**REQUIRED WORK:**
Please give back word for word the lines of the material below between the line containing "[indicate] the tall" and the line containing "[indicate] the player's arm", inclusive.
*** Opening of THE DATA ***
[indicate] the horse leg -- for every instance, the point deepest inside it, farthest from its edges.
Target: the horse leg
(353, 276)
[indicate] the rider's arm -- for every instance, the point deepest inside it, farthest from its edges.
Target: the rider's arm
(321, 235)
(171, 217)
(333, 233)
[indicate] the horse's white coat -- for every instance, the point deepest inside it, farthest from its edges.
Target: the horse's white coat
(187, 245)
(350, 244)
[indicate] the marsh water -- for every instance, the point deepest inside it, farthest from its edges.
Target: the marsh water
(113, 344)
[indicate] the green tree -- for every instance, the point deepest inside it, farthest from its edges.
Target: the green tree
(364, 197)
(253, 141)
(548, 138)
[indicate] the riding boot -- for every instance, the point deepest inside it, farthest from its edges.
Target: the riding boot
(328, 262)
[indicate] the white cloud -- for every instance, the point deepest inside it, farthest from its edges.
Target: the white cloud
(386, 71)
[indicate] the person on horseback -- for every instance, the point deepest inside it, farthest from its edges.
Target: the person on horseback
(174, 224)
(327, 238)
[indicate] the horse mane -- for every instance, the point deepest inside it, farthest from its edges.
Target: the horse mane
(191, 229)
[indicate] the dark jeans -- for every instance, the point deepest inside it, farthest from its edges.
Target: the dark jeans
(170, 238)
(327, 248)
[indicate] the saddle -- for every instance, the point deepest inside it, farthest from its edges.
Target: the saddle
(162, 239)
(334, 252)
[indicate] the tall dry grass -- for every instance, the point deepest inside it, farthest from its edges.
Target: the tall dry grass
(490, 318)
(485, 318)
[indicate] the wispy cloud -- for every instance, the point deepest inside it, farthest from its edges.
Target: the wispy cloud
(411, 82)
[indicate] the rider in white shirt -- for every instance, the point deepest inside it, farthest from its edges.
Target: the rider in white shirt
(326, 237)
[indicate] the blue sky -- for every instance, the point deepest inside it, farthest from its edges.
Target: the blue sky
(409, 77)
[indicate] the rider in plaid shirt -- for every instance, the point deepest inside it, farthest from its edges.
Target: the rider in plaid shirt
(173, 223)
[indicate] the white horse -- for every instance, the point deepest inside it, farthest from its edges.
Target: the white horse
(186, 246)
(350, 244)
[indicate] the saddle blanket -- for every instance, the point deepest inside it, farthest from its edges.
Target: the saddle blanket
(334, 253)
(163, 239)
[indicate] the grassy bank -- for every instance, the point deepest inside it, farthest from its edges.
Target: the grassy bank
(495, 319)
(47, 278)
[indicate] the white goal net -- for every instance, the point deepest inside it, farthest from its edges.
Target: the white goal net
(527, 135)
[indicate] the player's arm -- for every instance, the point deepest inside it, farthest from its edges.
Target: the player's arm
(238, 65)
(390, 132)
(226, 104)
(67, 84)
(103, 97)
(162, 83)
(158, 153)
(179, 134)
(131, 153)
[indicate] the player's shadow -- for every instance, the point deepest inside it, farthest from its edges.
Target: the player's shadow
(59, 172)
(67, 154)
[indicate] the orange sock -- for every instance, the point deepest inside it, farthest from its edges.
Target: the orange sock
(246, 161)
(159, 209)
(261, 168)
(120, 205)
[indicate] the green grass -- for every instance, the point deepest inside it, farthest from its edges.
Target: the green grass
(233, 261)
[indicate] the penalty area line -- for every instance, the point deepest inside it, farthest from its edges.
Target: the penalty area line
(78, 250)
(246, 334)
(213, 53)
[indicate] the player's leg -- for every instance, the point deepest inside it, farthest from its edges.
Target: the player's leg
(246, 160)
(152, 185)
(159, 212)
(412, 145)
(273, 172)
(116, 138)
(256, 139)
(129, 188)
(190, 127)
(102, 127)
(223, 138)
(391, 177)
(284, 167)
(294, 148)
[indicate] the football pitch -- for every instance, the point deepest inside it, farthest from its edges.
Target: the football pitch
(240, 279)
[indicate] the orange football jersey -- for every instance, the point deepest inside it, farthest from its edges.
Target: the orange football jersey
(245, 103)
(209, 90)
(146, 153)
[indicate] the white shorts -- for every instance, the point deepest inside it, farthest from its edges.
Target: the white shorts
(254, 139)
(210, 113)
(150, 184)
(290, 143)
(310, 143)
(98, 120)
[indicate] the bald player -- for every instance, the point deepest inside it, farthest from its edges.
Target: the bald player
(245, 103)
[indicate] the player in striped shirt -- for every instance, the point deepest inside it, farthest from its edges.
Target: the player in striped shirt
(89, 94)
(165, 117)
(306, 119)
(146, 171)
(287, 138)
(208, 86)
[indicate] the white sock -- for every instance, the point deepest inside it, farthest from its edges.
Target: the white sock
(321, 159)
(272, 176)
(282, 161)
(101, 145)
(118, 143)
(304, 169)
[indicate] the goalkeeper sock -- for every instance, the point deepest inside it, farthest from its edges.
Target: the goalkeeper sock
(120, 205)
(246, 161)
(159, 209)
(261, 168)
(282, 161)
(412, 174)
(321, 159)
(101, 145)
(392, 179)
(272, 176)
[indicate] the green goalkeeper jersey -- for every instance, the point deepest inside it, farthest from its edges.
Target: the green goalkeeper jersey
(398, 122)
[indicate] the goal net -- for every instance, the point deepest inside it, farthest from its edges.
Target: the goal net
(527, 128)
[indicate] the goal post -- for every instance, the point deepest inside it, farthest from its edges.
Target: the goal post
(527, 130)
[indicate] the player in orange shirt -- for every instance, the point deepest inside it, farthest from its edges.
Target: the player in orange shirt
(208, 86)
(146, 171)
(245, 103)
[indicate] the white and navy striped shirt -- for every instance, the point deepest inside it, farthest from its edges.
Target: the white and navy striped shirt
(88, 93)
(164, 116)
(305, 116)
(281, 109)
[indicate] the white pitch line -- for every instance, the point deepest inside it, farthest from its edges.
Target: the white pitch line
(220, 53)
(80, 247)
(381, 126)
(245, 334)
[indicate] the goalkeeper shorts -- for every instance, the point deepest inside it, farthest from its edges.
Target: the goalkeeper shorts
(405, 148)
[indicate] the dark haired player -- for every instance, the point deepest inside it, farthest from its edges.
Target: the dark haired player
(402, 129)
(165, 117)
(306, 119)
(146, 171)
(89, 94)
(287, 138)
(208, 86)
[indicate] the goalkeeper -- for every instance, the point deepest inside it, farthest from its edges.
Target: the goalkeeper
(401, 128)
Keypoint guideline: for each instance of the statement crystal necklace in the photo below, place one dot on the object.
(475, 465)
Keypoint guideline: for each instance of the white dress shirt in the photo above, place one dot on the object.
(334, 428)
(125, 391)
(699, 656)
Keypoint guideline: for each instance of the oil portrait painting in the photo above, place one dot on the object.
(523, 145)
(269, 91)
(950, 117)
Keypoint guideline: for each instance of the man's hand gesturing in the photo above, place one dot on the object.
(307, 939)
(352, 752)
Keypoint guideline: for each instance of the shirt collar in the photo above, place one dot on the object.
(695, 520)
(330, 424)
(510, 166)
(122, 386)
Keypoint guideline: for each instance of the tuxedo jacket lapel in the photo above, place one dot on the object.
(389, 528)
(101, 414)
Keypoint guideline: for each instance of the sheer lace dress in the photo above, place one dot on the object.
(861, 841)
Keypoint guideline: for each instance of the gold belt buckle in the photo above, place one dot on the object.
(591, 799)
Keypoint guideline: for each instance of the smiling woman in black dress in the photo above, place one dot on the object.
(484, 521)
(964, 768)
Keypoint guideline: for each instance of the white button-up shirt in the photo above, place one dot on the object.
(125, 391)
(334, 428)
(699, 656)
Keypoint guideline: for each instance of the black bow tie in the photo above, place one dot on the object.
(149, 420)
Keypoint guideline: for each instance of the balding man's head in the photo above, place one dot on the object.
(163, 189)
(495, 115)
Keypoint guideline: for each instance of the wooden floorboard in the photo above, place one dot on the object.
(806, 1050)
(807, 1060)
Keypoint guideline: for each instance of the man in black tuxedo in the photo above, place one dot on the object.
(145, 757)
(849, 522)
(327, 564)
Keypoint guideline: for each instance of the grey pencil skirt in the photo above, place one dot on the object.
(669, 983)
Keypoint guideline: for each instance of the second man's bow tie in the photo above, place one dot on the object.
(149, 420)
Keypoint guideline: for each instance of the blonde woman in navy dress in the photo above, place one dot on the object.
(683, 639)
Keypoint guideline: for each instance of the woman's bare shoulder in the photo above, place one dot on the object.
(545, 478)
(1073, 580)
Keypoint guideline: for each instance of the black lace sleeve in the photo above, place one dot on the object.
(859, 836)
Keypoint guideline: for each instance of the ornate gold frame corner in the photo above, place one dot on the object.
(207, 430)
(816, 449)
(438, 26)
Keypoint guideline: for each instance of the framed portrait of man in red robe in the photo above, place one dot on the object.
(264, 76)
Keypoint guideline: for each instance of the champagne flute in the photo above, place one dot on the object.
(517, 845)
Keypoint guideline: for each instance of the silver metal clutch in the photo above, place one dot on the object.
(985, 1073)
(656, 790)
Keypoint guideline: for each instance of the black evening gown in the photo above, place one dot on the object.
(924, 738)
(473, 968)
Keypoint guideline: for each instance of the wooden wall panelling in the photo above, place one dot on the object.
*** Close of THE DATA ***
**RESPONSE AREA:**
[indicate] the tall dry grass -- for every instance, the point deepest inside it, farthest from its edges.
Target: the tall dry grass
(490, 318)
(485, 318)
[indicate] the wispy cloud -- for every instance, the point deepest inside it, farthest from its edges.
Target: the wispy cloud
(411, 82)
[indicate] the rider in white shirt -- for every instance, the point deepest inside it, farthest from its edges.
Target: the rider in white shirt
(326, 237)
[indicate] the blue sky -- for every instance, the point deepest inside it, farthest from its edges.
Target: the blue sky
(409, 77)
[indicate] the rider in plaid shirt -- for every instance, the point deepest inside it, farthest from its edges.
Target: the rider in plaid shirt
(173, 223)
[indicate] the white horse -- for every instance, the point deepest inside it, farthest from its edges.
Target: the white horse
(186, 246)
(350, 244)
[indicate] the saddle blanket -- for every instance, the point deepest inside it, farthest from its edges.
Target: the saddle blanket
(334, 253)
(163, 239)
[indicate] the grassy bank -- for every instance, the point deepest inside it, farthest from its edges.
Target: the grassy bank
(495, 319)
(47, 278)
[indicate] the white goal net -- for every instance, the point deepest inside it, farthest from its edges.
Target: the white goal net
(527, 135)
[indicate] the player's arm -- for every instance, the point deepest inside it, farthest from its edges.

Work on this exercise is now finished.